**TÂCHES À RÉALISER**
a) Selon l'extrait sur Death Note, quelle est la durée prévue de l'atelier proposé ?
b) Recopiez fidèlement le passage de l'extrait sur Death Note allant de « Cet atelier est » jusqu'à « en fin d’article. » inclus.

**EXTRAIT À LIRE**
==========

Nous en parlions ici, Death Note est un manga culte aux nombreuses thématiques qui jouit d’un succès tant critique que populaire. Si certains thèmes semblent assez évidents – la justice, la peine de mort, le bien et le mal – nous voyons pour notre part dans ce manga la possibilité de travailler à la fois l’approche interprétative des récits de fiction et en même temps de proposer aux apprenants une réflexion sur la folie et son rapport avec le pouvoir. Nous vous proposons donc un atelier axé sur l’exploitation du premier chapitre d’une durée de 3 à 4 périodes.
Cet atelier est parfaitement réalisable à l’aide du premier épisode de l’anime. Il faudra toutefois veiller aux quelques différences qui peuvent apparaître entre la version manga et la version anime. Ces différences sont présentées en fin d’article.
Lire et raconter
Nous proposons la lecture de ce manga aux élèves sans autre consigne que son utilisation prochaine lors d’un atelier en classe (qui nécessite donc de l’avoir lu avant).
En guise de début d’atelier, nous commençons par faire raconter l’histoire à différents élèves en étant particulièrement attentif aux différentes “couleurs” qu’ils peuvent apporter au récit. Ainsi, on n’hésitera pas à demander aux élèves de justifier les détails qu’ils donnent et pourquoi il semble important de les donner. Comme vous le constaterez, la richesse du premier chapitre (et l’anticipation de celles et ceux qui ont déjà vu la suite) apportera des réactions sur les interprétations parfois illégitimes de certains résumés.

==========

(Enregistrements)
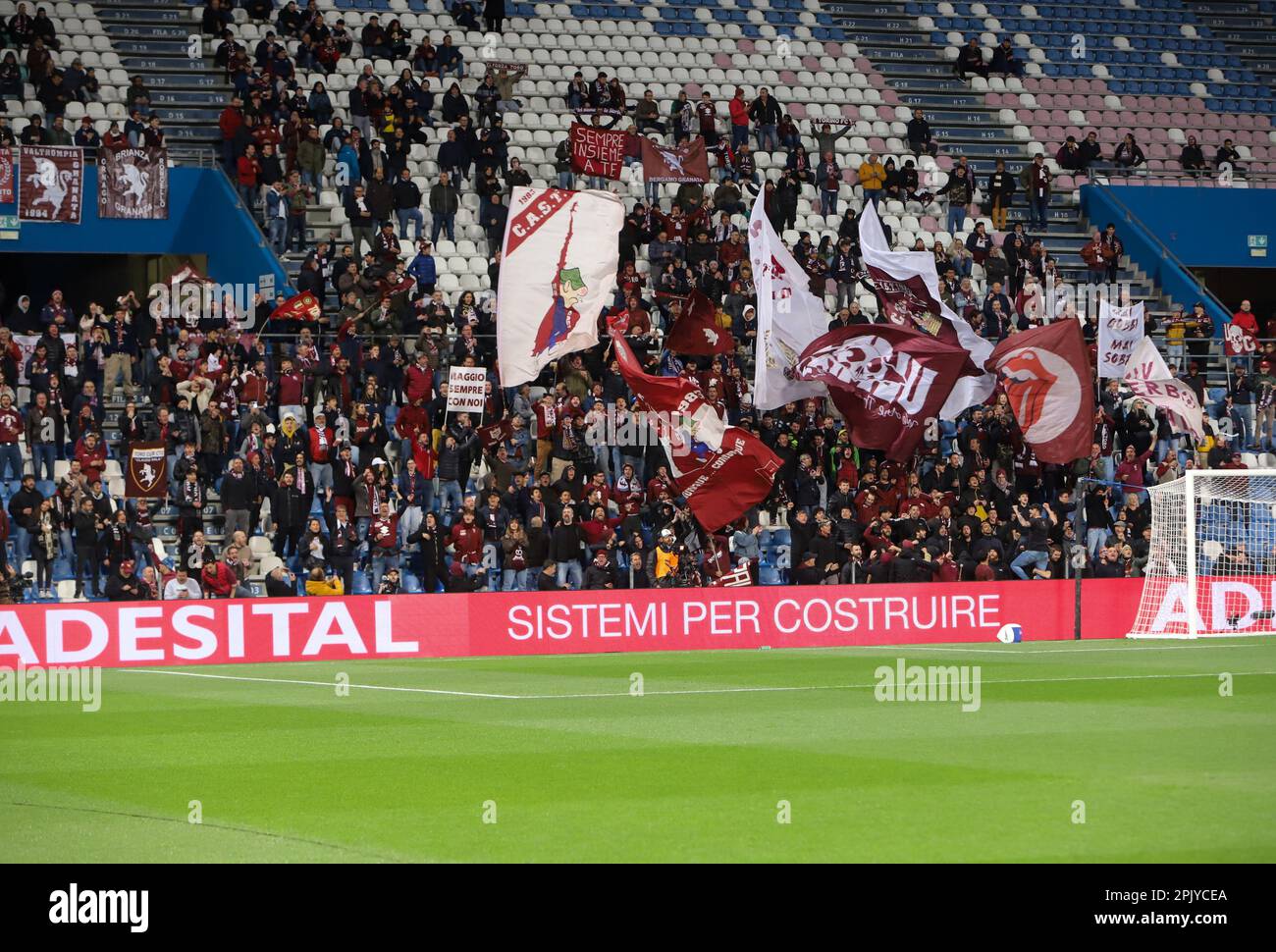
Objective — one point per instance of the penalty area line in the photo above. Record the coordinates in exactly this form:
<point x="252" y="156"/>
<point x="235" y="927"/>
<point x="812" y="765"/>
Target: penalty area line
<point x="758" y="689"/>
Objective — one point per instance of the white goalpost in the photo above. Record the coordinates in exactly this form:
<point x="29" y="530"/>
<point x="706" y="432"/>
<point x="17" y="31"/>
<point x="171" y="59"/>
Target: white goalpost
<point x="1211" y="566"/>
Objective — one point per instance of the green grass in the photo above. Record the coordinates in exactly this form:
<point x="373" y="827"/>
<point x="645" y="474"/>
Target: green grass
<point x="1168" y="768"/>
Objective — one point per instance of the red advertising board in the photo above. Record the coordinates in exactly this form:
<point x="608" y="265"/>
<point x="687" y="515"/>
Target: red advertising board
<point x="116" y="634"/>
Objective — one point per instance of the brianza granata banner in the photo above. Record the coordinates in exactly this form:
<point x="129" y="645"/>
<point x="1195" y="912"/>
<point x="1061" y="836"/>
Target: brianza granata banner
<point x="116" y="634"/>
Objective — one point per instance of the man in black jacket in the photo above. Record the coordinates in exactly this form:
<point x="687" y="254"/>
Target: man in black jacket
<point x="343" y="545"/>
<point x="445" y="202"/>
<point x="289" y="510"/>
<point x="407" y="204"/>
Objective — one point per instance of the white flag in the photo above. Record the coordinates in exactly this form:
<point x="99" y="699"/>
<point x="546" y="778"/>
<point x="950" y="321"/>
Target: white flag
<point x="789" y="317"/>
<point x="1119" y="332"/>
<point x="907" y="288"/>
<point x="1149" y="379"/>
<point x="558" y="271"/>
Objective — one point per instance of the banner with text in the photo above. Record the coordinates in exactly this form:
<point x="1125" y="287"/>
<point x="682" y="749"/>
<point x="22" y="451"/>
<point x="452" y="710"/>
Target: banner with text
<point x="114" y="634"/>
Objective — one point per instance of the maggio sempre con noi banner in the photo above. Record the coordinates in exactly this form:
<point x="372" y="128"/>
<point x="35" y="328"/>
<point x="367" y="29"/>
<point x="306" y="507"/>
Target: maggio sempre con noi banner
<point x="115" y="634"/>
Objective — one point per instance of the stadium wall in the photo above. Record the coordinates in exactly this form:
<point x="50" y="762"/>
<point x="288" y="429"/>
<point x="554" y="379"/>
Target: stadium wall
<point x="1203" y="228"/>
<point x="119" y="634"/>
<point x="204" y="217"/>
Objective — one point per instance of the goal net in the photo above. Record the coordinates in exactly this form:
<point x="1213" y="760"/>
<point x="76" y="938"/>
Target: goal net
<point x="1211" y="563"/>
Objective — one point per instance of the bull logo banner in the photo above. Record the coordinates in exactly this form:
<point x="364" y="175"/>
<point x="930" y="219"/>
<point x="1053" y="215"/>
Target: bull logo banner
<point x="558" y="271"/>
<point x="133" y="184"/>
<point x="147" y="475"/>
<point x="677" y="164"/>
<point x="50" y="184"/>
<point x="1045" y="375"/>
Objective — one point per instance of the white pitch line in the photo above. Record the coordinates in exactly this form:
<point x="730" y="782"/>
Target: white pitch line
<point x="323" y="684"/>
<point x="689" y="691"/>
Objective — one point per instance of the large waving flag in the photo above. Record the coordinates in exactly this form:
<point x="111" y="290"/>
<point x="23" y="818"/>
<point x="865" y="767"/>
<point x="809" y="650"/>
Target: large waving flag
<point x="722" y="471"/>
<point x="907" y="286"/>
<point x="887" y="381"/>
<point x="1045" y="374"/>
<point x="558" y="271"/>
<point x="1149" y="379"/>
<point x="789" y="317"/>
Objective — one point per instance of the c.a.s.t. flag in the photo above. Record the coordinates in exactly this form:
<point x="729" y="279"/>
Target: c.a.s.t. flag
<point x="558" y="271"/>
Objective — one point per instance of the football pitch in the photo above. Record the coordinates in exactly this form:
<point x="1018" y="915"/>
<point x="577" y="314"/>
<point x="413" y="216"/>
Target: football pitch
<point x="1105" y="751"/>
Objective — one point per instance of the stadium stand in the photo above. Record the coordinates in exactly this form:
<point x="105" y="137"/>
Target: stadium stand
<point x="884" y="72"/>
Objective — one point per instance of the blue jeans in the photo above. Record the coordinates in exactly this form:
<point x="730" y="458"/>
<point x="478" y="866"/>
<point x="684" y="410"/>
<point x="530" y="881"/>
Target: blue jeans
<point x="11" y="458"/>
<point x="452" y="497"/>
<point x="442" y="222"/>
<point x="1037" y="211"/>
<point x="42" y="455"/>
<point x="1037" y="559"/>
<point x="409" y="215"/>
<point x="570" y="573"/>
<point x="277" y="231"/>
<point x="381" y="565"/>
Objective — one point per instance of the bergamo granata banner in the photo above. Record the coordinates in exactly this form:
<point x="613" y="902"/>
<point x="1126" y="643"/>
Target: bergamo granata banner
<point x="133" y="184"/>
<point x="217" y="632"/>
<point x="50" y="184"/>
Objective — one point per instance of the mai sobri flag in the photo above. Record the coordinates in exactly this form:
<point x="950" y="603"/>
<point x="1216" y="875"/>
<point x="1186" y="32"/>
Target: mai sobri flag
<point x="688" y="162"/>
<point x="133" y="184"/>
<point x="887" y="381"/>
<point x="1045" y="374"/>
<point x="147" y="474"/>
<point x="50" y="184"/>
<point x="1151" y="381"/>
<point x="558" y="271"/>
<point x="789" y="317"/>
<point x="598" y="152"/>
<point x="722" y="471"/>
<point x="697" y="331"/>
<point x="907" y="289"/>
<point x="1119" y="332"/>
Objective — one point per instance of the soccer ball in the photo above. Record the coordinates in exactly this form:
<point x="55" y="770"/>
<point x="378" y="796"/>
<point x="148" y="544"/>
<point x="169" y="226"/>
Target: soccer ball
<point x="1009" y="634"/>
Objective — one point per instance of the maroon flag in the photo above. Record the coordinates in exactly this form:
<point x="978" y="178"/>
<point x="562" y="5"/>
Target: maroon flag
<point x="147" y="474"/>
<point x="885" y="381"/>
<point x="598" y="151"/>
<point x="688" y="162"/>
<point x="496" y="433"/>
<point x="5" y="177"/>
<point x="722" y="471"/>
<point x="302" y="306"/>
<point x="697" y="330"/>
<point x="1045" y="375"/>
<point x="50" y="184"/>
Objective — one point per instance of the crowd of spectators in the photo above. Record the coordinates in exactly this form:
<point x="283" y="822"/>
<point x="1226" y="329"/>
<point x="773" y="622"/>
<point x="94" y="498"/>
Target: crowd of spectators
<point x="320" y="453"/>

==========

**RÉPONSES AUX TÂCHES**
a) De 3 à 4 périodes.

b)
Cet atelier est parfaitement réalisable à l’aide du premier épisode de l’anime. Il faudra toutefois veiller aux quelques différences qui peuvent apparaître entre la version manga et la version anime. Ces différences sont présentées en fin d’article.